### Quoted passage:
======

A 90-second research tree
The plan's operating principle — stolen from The AI Scientist-v2 — is tree-search over hypotheses, not linear pursuit. Four branches were on the table. One got chosen. One got kept as an always-on safety net. Two got politely declined.
| Branch | What it is | Decision |
|---|---|---|
| CuTR (Apple) | Single-image transformer for class-agnostic 3D OBBs. Trained on CA-1M (1K laser-scanned rooms, 400K objects). 2412.04458 | Chosen as the per-keyframe detector. Clean OBBs, open source, pairs cleanly with our existing labels from Grounding DINO. |
| PCA-OBB | Covariance-SVD on each SAM 2 track's points, p10/p90 extents. ~20 lines of numpy. | Kept always on. Free, cheap, never fails. Becomes the fallback when CuTR misses a track or kills itself on a bad scene. |
| Boxer (Meta) | OWLv2 + DINOv3 + BoxerNet + Hungarian OBB fusion. 2604.05212 | Declined. Two weeks of re-plumbing to swap our entire front end, CC-BY-NC weights, and gives up the SAM 2 track identity we already have. |
| Rooms from Motion | Un-posed images → poses + OBBs jointly. Objects-as-features SfM. 2505.23756 | Declined. No public implementation; re-implementing is a season of work. |
The architecture
The trick is that we don't swap any of the v1 components. VGGT still owns poses and depth. Grounding DINO still owns labels. SAM 2 still owns track identity. CuTR is bolted on as a sibling detector that produces geometry only — oriented boxes, no class — and a fusion stage at the end stitches CuTR geometry to SAM 2 labels.

======

### Items drawn from a data source:
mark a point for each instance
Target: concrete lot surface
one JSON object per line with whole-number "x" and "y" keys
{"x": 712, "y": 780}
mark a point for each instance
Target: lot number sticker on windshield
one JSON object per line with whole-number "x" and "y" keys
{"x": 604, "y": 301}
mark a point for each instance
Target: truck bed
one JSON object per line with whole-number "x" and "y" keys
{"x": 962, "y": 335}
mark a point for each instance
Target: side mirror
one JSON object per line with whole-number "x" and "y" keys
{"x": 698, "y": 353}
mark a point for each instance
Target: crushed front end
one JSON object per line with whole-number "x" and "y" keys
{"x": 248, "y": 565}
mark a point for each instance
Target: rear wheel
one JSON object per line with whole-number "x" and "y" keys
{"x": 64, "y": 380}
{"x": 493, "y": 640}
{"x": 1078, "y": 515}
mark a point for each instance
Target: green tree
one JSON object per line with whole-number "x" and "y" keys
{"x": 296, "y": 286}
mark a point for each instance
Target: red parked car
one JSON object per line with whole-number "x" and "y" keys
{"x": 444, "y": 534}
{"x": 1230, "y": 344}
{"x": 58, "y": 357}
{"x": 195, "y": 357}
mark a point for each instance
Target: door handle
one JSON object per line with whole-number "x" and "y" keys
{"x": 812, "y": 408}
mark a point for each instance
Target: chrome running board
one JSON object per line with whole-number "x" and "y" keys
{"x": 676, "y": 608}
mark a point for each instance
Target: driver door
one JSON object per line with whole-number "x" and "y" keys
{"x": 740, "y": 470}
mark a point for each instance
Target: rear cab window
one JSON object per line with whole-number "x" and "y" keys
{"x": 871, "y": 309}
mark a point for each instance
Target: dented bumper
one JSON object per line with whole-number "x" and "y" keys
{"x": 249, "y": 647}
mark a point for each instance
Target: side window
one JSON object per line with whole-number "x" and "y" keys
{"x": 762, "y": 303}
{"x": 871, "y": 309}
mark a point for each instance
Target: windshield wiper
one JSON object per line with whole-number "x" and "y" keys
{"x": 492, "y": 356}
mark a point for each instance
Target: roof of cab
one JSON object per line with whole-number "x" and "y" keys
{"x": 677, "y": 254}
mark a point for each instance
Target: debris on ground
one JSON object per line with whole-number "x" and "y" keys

======

### Task set:
• a. List each line of the entries that includes the string "rear", matching case exactly.
• b. Continue the write-up on the 3D box detection plan from its final sentence.

### Exercise responses:
• a.
Target: rear wheel
Target: rear cab window

• b.
poses, depth, world points
2D boxes + labels (keyframes)
mask tracks
per-keyframe 3D OBB (class-agnostic)
per track, always on
reject if z disagrees > 30%
CuTR OBB if matched, PCA-OBB otherwise, killswitch < 30 %
oriented wireframes
pastel orbit
OBB footprints
The fusion rule is boring, which is the point. Two OBBs a and b merge when 3D-IoU exceeds a threshold and they agree on label, with a centroid-distance fallback for thin objects where small rotation errors collapse IoU to zero.
IoU3D(a, b) > 0.3 ∧ label(a) ∈ labels(b)
or
IoU3D(a, b) = 0 ∧ ∥ca − cb∥< 0.2 m ∧ label(a) ∈ labels(b)
3D-IoU is computed by rasterizing both OBBs into a shared 24×24×24 voxel grid over their union AABB. Not exact — but within 2 % for furniture-scale boxes (0.3–3 m) and takes under 5 ms per comparison. Good enough, and debuggable.
And there's a killswitch. If fewer than 30 % of merged SAM 2 tracks match a CuTR cluster, the whole scene falls back to PCA-OBB for every object. Because CuTR was trained on iPad LiDAR walkthroughs, the RGB-only variant can be brittle on dim or motion-blurred phone footage. The killswitch turns “CuTR had a bad day on this clip” into “still a clean scene, just without CuTR's orientation gain.”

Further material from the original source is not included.